* _Study material_

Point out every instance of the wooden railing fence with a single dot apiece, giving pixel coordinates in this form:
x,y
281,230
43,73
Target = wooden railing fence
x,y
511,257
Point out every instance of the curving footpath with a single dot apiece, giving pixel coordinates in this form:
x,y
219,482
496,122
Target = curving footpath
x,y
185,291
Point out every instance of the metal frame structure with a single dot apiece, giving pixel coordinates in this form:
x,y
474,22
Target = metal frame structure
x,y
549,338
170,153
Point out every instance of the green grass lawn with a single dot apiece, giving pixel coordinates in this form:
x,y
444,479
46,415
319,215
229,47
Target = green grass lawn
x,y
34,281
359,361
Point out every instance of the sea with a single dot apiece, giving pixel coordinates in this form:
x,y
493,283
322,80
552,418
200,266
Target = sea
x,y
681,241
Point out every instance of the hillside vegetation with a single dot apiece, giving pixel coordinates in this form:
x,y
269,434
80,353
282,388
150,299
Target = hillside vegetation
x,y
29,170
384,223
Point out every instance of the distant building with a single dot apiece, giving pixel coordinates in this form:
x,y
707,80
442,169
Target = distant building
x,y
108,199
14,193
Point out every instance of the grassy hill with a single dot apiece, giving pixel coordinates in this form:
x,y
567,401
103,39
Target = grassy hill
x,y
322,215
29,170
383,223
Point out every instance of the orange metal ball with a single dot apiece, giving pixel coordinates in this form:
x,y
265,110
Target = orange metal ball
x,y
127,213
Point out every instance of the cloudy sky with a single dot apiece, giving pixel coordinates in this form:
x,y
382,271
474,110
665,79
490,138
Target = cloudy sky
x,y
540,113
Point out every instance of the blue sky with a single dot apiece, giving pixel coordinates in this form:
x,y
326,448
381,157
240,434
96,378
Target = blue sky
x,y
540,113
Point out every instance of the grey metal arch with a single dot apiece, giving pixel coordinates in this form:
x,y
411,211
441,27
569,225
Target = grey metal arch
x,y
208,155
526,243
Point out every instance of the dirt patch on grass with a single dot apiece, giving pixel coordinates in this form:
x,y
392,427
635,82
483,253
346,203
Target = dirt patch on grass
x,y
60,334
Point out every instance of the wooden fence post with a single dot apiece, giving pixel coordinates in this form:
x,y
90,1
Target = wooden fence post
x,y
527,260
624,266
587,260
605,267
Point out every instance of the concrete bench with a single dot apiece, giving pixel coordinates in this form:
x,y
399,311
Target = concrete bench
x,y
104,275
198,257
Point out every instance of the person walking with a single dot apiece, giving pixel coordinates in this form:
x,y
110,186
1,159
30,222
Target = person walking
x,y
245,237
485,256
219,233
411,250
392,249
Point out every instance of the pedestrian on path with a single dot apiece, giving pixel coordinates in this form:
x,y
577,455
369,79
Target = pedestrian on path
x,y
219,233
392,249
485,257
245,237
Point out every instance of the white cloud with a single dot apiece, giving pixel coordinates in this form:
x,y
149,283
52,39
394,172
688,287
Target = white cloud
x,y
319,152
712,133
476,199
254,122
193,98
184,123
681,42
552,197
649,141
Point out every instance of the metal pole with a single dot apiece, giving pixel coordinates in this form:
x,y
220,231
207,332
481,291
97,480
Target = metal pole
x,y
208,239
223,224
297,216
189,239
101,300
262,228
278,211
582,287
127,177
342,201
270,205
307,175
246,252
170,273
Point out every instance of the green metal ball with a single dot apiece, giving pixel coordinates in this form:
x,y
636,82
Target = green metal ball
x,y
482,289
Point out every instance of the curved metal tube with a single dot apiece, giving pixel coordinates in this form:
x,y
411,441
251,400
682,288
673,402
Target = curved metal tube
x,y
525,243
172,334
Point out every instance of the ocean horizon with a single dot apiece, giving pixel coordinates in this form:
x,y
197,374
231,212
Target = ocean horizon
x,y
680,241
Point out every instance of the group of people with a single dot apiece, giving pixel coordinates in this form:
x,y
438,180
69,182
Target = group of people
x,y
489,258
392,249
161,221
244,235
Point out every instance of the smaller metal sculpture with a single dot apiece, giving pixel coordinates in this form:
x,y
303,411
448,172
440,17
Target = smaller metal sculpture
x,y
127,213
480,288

* _Problem requirements_
Set down all of the entries again, keeping every line exactly as it is.

* _Expected answer_
Point out every instance of the wooden railing fence with a single dot apiece, giving pixel coordinates in this form:
x,y
281,230
43,73
Target = wooden railing fence
x,y
511,257
Point out every instance of the curving footpath with a single dot apiece, giving pixel coordinates in this form:
x,y
219,482
496,122
Target = curving footpath
x,y
185,291
Point out every instance of the metal frame structure with a single dot apiece, giving pixel coordinates in this form:
x,y
474,22
Target = metal frame structure
x,y
549,338
170,153
Point out every instance of the green grass lawn with a single dot apiece, giving pixel coordinates in this form:
x,y
444,479
46,415
319,215
229,47
Target = green grass lawn
x,y
34,281
359,361
Point out every instance of the sea with a single dot apiece, giving pixel coordinates in this form:
x,y
493,283
322,80
552,418
200,266
Target = sea
x,y
681,241
Point out every instance of the hillside vegetation with a single dot apiece, giving pixel coordinates in this form:
x,y
269,434
80,353
282,388
150,299
Target = hillside vegetation
x,y
29,170
384,223
Point out every instance of the distant building with a single dot apiece, giving pixel coordinates in this form:
x,y
707,80
442,169
Target = distant building
x,y
108,199
14,193
Point out every instance of the grassy hill with a single dot apiece, giving pixel coordinates in this form:
x,y
567,401
103,39
Target = grassy hill
x,y
322,215
29,170
383,223
Point out every instance of the orange metal ball with a single dot apiece, giving pixel coordinates in this form:
x,y
265,110
Target = orange metal ball
x,y
127,213
Point out every instance of the cloudy sky with a single dot apiece, giving pixel coordinates in this form:
x,y
382,271
474,110
665,79
490,138
Target = cloudy sky
x,y
540,113
Point out every instance of the blue sky with a single dot apiece, giving pixel coordinates in this form:
x,y
326,448
381,157
240,434
96,378
Target = blue sky
x,y
540,113
Point out every instance of the grey metal arch with a single dot apiece, giving pixel coordinates in this form:
x,y
411,211
441,27
569,225
Target = grey metal arch
x,y
208,155
526,243
Point out every instance of the dirt patch on grass with a single dot apiece, giving pixel coordinates in this form:
x,y
392,427
635,82
483,253
346,203
Target = dirt patch on grass
x,y
60,334
Point out every instance of the wooden fence post with a single dot apiece, giving pixel coordinates in this form:
x,y
90,1
Target = wooden fence post
x,y
527,260
624,266
587,260
605,267
Point out every instance of the concrete bench with a single dot apiece, giving pixel coordinates in this form:
x,y
399,311
Target = concrete bench
x,y
104,275
198,257
Point out every instance of the person walking with a single dot apiece, giving pixel coordinates in this form:
x,y
110,186
1,159
30,222
Target = person walking
x,y
245,237
485,256
219,233
411,250
392,249
Point out every instance of the pedestrian on path with a single dot apiece, giving pixel coordinates in this form:
x,y
577,455
369,79
Target = pedestrian on path
x,y
219,233
392,249
485,257
245,237
Point out every instance of the white cloud with a single dot apiece, giving pixel coordinates in this form:
x,y
149,283
52,39
394,172
688,287
Target = white cloud
x,y
319,152
712,133
476,199
254,122
193,98
184,123
681,42
552,197
649,141
Point out every instance of the metal pole with a single dot apiece, giving pixel coordinates in this form:
x,y
220,231
207,332
481,291
97,480
Target = metal pole
x,y
208,239
223,224
297,216
189,239
101,300
262,228
278,211
582,287
127,177
342,201
270,205
307,175
246,252
170,273
Point out every instance of the green metal ball with a single dot apiece, giving pixel coordinates in this form:
x,y
636,82
Target = green metal ball
x,y
482,289
Point out every instance of the curved metal tube with a single dot apiece, giving pixel coordinates in this form:
x,y
411,441
251,400
682,288
673,402
Target = curved metal tube
x,y
525,243
172,334
Point out every instance of the ocean horizon with a single dot apiece, giving pixel coordinates in this form:
x,y
197,374
231,212
Target = ocean horizon
x,y
680,241
Point out every instance of the group of people with a single dot apiece, giving pixel coordinates in this form:
x,y
438,180
69,182
Target = group of people
x,y
489,258
392,249
161,221
244,235
Point out every instance of the smaller metal sculpture with a single dot apiece, giving pixel coordinates in this form:
x,y
303,411
448,172
440,17
Target = smaller metal sculpture
x,y
127,213
480,288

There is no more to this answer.